[Extract to read]:
Two questions: Why do you believe what you believe? What is it about what you hold to be true that makes you believe it is the truth? I would hope these questions begin as easy and straightforward to answer, at least on the surface — that you know your justifications or reasoning behind your ideology. Now, what happens in your mind when you wonder why someone with an opinion directly opposed to yours believes what they do? When you believe that your point of view is objectively true, why don’t others view it as such?
Lying at the grim underbelly of diametrically opposed views, not only in the United States but the world over, it has become nearly impossible to have a real working attempt at debate (which is the feeblest of attempts to share and change reasoning), let alone have a basic discussion to understand where someone’s thoughts are coming from. Ideologies outside of one’s own are violently opposed, difference shunned instead of welcomed, top to bottom, from the smallest issue to the most glaring violations of existence.
Desires breed belief and ideology (the difference here being that ‘ideology’ is seen as having a direct impact and observable result within an individual’s reality, as opposed to ‘belief’ which is generally less hard-set and somewhat more pliable within someone’s reasoning), according to Lacan. Desire to fill a void inherent in us all, due to what Hegel referred to as “lack-of-being” (think “original sin,” but dealing with ontological being in the most absolute of senses), a lack that we build upon from the moment of birth, for better or worse, by filling said void with reason and purpose. How to be. These are generally seen as historical and personal ideologies and beliefs.
I, however, intend to show that they hold no such existential weight. Ideology and belief, no matter how ardently held, are reducible to simple stories. Stories that make sense within a given framework that we were born into, and had no choice in. Stories that would differ had circumstances been different. Viewing ideology through the lense of story will allow us to, if not fully understand the unmovable nature of the most heinous of beliefs, at the very least, understand that those who hold such beliefs are victims of their stories, as we all are. Knowing that, we can begin to write something different.
My purpose is not to do away with objective truth, but to give us a new lens through which to define that objectivity and, I hope, pave the way for a more ethical and open understanding of reality for all — a new moral tapestry to build upon and grow together. Once everything is framed as story, the ending can always be changed.

[To do]:
1: State whether each statement agrees with the passage on belief and ideology, answering yes or no and quoting the deciding words of the passage: (a) The writer credits Lacan with the view that desires breed belief and ideology. (b) The writer's purpose is to do away with objective truth. (c) The passage limits the difficulty of debate to the United States.
2: In the passage on belief and ideology, what does the writer say ideology and belief are reducible to?
3: List every sentence in the passage on belief and ideology that ends with a question mark.

[Records shown]:
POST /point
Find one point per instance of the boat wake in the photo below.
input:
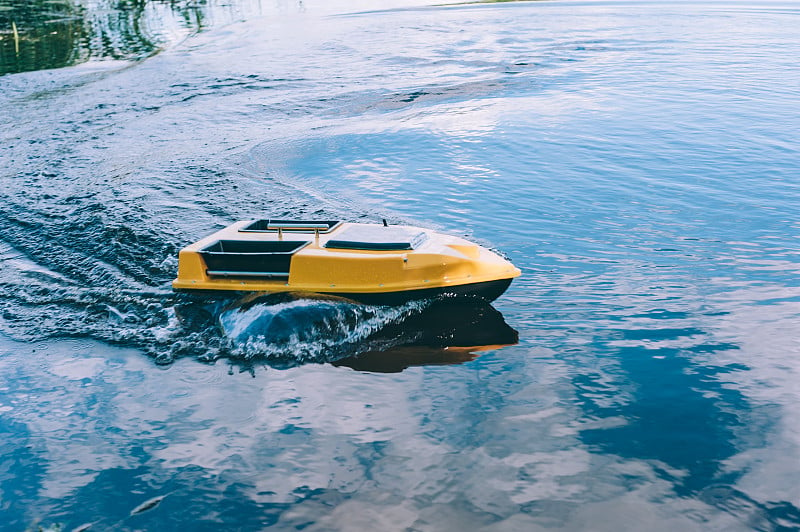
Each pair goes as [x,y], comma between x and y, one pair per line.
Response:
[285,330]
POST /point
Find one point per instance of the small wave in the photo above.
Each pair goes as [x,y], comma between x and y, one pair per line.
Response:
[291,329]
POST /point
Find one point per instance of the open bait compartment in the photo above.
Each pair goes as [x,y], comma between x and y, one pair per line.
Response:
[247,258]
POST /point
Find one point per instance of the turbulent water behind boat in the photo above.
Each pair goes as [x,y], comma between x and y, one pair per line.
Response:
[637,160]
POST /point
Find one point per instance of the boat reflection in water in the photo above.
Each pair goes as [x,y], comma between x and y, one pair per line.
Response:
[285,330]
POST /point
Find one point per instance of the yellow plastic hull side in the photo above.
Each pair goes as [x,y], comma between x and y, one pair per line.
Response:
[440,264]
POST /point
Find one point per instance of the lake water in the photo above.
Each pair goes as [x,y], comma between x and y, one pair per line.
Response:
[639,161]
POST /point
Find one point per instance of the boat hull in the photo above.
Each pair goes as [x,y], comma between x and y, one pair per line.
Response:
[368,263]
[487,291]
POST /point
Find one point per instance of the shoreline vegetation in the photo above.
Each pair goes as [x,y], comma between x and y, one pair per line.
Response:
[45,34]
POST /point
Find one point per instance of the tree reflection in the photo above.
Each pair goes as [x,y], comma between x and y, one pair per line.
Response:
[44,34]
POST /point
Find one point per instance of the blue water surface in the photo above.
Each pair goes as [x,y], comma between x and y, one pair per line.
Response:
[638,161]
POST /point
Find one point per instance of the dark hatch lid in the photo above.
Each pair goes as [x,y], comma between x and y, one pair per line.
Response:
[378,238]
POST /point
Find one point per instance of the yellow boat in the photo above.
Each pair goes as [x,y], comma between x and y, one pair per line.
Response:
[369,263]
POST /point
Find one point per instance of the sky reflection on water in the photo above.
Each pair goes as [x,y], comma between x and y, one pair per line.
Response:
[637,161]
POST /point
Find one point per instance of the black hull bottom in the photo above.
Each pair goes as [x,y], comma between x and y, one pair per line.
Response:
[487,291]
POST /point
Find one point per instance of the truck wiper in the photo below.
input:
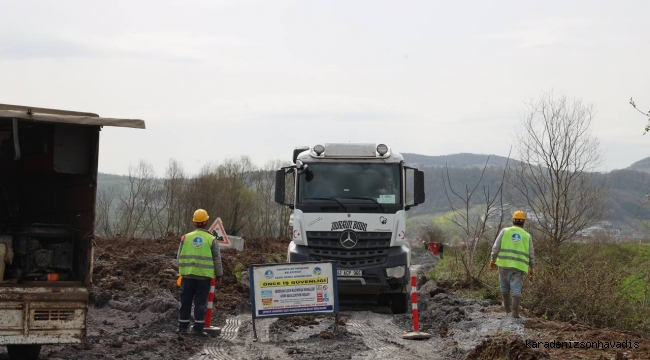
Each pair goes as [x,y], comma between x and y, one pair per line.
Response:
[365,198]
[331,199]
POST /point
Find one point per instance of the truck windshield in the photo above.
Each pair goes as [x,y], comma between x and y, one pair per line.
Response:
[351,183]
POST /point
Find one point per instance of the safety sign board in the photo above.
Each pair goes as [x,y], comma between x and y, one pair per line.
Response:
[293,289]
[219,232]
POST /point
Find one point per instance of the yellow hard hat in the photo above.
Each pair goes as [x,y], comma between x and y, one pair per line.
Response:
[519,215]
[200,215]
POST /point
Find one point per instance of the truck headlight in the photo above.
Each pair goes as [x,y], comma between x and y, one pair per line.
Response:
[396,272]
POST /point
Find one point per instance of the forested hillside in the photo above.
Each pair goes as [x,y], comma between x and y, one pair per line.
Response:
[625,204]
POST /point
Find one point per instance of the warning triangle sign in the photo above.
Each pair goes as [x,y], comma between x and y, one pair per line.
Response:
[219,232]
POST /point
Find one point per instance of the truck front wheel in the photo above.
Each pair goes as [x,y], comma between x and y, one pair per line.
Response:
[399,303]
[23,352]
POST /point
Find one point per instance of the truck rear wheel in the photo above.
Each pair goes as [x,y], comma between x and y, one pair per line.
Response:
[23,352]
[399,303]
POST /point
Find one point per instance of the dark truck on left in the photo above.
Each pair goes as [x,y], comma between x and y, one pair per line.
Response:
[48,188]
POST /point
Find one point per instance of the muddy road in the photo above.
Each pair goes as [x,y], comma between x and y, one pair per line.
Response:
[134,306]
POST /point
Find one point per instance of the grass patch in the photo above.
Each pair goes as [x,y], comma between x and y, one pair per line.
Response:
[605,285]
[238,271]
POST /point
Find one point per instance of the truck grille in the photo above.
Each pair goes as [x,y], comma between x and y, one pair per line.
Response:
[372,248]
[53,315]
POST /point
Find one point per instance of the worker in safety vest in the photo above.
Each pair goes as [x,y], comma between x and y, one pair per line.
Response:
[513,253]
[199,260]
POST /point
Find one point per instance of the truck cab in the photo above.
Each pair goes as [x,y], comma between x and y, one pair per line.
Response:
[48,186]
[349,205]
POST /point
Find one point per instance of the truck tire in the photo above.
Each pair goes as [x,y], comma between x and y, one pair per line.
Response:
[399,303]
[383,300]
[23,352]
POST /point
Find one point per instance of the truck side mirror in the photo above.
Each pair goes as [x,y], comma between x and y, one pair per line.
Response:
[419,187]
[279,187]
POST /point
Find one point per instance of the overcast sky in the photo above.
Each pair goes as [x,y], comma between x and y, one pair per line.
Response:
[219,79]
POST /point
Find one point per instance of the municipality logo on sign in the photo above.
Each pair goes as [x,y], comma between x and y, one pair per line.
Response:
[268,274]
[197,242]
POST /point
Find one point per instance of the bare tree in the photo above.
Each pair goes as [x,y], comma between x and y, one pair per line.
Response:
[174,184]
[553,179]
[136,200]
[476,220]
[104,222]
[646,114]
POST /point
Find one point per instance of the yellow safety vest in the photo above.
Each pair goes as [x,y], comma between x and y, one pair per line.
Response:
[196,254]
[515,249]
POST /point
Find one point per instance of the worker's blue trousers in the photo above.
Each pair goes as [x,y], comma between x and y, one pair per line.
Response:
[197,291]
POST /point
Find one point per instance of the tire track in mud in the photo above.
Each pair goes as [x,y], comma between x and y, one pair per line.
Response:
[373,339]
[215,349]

* * *

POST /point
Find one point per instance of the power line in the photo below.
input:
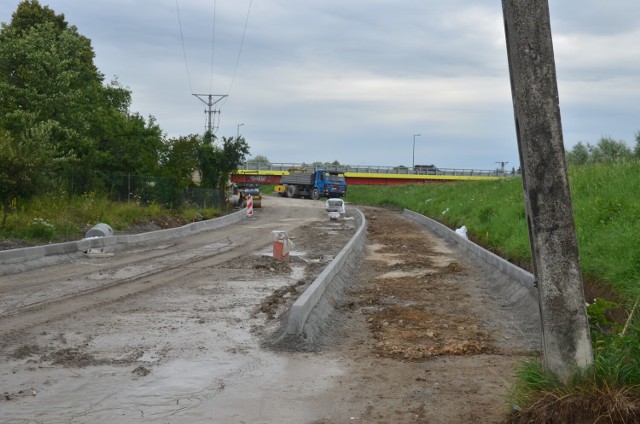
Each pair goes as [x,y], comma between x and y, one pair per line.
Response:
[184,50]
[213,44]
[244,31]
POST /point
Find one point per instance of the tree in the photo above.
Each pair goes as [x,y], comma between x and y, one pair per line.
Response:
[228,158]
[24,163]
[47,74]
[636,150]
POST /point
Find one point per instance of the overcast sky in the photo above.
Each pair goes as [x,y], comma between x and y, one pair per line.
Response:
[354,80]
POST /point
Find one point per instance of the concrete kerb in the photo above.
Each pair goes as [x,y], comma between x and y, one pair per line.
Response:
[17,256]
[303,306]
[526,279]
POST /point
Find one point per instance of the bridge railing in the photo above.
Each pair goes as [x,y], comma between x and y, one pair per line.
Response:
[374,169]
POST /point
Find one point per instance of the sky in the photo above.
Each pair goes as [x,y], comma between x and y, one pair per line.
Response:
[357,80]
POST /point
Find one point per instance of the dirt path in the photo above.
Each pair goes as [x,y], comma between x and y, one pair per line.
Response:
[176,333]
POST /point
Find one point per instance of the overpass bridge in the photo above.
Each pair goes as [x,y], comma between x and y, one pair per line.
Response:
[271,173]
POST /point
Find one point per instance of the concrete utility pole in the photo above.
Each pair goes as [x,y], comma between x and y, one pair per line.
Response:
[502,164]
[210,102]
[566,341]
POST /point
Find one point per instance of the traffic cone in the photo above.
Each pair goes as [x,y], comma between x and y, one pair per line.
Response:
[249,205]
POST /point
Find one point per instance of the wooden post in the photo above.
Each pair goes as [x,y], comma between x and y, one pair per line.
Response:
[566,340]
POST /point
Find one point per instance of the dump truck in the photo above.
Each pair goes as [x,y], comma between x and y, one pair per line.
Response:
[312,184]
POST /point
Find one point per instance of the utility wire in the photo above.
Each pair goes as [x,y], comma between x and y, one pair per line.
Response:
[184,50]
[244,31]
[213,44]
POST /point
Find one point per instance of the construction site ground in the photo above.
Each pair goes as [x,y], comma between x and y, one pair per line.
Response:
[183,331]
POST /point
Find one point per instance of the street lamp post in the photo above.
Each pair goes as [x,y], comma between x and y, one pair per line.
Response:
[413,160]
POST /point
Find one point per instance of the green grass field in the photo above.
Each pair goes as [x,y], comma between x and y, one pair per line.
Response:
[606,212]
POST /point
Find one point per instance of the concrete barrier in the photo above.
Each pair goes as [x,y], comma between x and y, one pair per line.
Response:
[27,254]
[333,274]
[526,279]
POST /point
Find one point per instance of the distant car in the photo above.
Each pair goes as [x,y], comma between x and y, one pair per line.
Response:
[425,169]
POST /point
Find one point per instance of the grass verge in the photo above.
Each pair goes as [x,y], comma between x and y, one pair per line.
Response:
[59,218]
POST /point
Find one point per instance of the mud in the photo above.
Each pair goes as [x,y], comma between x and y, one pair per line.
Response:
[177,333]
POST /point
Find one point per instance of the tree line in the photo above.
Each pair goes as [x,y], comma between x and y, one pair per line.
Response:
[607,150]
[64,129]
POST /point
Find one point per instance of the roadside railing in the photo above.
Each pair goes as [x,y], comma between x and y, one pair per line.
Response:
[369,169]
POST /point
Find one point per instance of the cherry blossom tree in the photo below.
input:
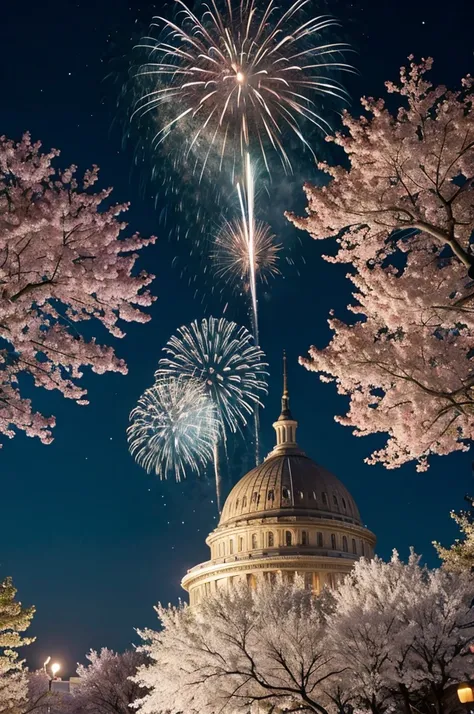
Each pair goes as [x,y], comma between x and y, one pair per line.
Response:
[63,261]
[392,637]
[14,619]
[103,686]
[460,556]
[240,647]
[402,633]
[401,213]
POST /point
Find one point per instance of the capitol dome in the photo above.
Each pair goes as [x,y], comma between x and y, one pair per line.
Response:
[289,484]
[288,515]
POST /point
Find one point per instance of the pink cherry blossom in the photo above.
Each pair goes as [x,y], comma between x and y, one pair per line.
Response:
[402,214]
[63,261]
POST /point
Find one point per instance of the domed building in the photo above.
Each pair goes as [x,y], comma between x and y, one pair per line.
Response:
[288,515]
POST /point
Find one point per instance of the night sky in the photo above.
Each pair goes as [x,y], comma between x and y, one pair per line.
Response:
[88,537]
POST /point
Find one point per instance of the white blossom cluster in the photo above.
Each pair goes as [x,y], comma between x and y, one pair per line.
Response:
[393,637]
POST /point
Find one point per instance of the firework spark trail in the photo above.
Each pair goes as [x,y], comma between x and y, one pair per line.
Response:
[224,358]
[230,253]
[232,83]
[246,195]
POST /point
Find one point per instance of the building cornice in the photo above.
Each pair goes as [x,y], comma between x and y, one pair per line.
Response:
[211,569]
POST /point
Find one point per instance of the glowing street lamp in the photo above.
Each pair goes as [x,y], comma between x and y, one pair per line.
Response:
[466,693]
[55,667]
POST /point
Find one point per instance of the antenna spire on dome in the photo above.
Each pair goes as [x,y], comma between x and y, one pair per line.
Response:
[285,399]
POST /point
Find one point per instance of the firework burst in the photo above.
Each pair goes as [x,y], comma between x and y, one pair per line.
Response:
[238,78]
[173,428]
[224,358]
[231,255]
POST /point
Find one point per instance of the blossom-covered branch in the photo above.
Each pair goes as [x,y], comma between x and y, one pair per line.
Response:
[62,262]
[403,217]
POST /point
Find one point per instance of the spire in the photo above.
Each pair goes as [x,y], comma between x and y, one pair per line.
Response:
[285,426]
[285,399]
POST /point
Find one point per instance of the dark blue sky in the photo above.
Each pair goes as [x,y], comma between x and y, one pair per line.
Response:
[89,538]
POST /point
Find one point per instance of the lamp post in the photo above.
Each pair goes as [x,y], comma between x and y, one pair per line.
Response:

[Task results]:
1:
(a) Yes: "Desires breed belief and ideology" … "according to Lacan."
(b) No: "My purpose is not to do away with objective truth"
(c) No: "not only in the United States but the world over"

2: Simple stories.

3:
1. Why do you believe what you believe?
2. What is it about what you hold to be true that makes you believe it is the truth?
3. Now, what happens in your mind when you wonder why someone with an opinion directly opposed to yours believes what they do?
4. When you believe that your point of view is objectively true, why don’t others view it as such?